## Begin

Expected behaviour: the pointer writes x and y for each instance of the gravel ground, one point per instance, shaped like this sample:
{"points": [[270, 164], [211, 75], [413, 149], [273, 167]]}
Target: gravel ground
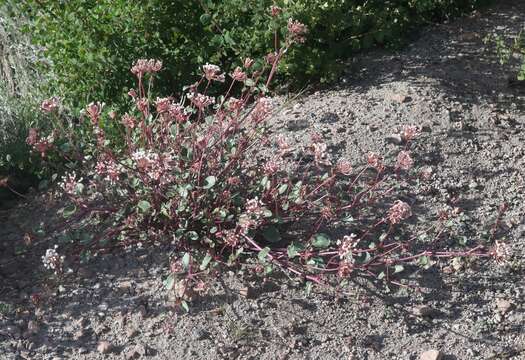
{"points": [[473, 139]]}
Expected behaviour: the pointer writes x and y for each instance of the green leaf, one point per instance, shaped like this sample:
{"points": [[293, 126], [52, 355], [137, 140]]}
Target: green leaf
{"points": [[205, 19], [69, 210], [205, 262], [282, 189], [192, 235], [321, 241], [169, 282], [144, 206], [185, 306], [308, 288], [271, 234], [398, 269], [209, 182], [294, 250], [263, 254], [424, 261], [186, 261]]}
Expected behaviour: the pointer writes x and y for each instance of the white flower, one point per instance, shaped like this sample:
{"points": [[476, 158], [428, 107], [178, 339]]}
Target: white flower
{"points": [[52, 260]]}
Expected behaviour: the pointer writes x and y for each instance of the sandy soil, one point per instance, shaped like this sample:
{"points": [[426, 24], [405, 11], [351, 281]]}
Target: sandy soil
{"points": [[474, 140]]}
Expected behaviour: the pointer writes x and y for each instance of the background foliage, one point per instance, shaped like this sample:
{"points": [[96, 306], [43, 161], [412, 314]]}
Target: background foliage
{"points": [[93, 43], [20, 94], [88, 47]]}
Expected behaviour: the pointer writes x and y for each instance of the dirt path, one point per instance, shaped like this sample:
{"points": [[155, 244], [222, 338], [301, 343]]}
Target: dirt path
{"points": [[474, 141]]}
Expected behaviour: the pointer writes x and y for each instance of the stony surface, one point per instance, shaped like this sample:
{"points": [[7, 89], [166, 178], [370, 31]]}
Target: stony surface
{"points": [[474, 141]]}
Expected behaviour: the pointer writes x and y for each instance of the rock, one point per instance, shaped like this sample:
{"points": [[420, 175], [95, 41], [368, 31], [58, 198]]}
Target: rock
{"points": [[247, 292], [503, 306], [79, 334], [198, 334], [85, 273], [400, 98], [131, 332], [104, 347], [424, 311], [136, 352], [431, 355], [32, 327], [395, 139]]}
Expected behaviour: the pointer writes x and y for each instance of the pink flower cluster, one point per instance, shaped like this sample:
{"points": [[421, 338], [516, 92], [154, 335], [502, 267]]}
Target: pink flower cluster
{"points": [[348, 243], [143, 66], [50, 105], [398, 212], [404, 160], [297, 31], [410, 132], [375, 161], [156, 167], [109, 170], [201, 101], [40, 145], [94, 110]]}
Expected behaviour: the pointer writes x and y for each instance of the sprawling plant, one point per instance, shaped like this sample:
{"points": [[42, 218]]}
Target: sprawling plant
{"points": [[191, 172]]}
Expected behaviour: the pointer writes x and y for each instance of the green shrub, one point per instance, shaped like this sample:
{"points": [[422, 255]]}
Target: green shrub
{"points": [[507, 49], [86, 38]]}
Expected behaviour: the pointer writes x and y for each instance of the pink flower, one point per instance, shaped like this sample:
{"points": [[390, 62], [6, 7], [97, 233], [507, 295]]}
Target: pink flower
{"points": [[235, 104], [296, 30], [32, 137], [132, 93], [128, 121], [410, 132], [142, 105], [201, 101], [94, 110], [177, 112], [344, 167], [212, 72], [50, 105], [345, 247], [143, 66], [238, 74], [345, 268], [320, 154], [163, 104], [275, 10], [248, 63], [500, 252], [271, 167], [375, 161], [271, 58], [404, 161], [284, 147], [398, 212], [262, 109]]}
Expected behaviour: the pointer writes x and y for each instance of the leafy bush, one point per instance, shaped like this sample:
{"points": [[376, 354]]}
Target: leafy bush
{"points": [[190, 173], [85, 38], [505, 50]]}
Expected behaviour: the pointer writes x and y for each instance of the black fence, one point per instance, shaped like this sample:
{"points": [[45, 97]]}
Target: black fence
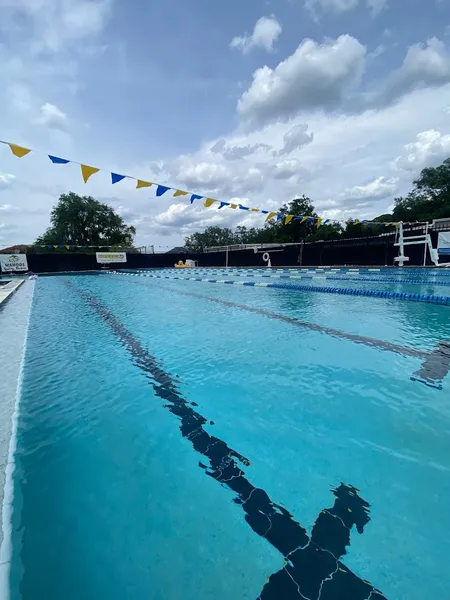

## End
## Begin

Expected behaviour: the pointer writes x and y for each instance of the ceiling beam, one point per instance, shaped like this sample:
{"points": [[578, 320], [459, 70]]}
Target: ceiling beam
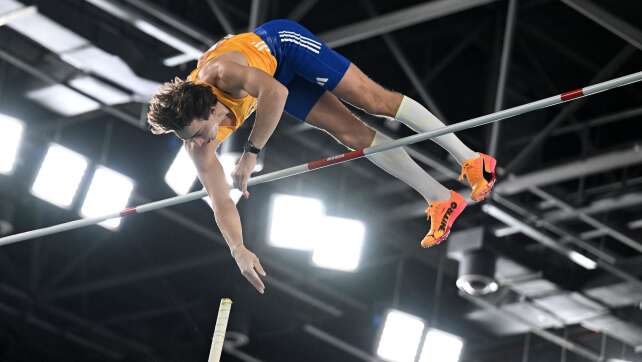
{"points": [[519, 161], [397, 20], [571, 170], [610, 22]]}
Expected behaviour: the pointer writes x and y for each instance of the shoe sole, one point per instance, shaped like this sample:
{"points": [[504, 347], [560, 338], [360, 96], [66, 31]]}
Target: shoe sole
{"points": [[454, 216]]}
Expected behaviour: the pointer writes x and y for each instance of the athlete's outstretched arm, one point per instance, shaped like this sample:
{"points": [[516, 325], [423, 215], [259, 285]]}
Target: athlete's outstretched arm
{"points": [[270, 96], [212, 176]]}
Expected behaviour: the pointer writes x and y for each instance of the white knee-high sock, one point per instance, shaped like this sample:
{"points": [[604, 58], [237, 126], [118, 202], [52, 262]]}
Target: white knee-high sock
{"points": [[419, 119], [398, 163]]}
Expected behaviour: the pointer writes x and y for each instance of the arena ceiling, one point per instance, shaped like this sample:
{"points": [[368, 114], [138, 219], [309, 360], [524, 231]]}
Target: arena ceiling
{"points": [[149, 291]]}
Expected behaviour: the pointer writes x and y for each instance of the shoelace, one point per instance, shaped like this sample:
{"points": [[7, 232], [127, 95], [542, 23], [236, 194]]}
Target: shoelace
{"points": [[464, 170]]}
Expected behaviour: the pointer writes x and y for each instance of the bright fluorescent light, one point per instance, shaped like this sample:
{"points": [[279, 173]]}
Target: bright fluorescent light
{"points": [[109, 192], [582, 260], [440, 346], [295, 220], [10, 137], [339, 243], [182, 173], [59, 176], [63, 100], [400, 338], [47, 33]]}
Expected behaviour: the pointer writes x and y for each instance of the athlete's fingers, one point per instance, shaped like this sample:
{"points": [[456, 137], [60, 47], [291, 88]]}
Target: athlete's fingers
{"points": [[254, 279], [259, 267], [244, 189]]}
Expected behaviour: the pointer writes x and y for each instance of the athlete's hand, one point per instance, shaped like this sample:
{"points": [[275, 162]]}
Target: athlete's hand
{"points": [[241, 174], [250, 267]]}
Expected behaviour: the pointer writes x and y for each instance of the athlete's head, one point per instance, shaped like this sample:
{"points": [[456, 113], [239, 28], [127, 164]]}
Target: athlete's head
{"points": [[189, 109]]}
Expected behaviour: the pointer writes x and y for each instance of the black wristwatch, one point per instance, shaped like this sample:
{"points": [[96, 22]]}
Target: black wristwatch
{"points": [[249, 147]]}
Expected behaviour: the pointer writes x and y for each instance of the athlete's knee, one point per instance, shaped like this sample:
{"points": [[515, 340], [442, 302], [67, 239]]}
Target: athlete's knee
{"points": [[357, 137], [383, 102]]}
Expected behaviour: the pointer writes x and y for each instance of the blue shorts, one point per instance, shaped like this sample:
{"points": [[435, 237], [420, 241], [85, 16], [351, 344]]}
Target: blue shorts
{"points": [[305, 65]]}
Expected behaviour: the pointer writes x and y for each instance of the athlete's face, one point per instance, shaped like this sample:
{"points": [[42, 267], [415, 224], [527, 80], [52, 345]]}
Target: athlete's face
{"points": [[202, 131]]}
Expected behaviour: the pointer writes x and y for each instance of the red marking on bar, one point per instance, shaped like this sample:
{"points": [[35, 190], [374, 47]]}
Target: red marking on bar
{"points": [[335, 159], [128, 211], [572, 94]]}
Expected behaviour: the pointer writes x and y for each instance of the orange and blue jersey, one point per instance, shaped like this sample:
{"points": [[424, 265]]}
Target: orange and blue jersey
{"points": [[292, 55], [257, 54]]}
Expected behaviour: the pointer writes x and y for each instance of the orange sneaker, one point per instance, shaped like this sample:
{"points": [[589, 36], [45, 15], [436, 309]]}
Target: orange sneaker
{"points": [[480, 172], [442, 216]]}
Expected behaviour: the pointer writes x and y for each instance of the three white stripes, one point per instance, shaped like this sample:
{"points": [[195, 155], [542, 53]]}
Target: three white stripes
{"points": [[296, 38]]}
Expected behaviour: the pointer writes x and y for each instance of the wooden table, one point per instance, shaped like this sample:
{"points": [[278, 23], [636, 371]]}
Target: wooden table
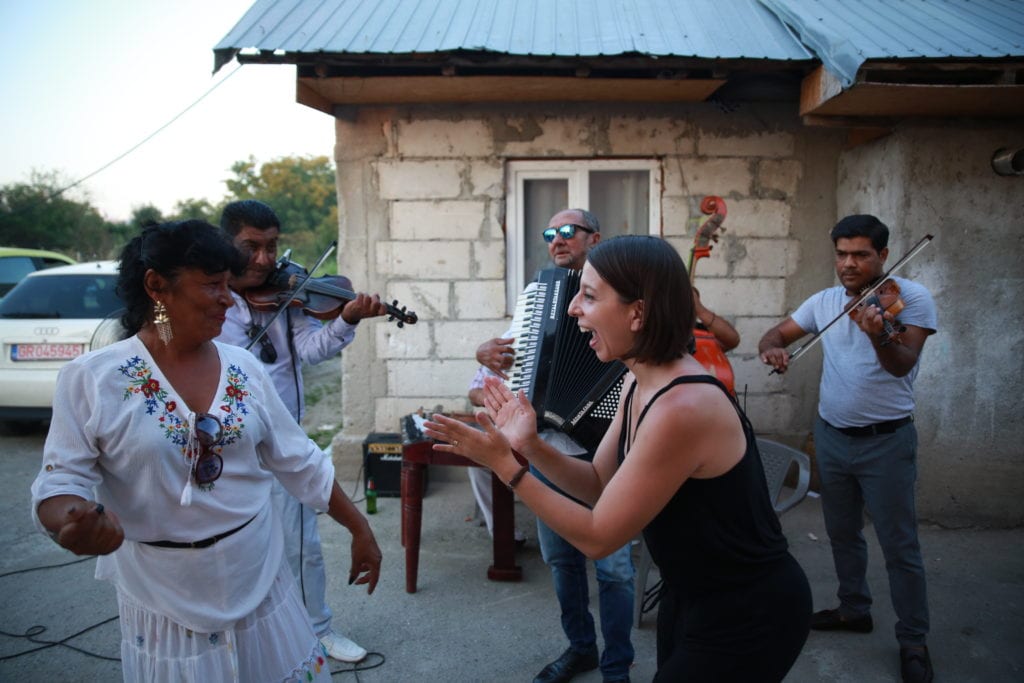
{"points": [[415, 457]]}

## End

> _What is being asked_: Return every line from the entries above that contains the string "surface", matching case exactly.

> _Task output_:
Expected behaviour: the pointer writes x and y for each instance of the stony surface, one point per instance, shaped like this sample:
Target: stony surface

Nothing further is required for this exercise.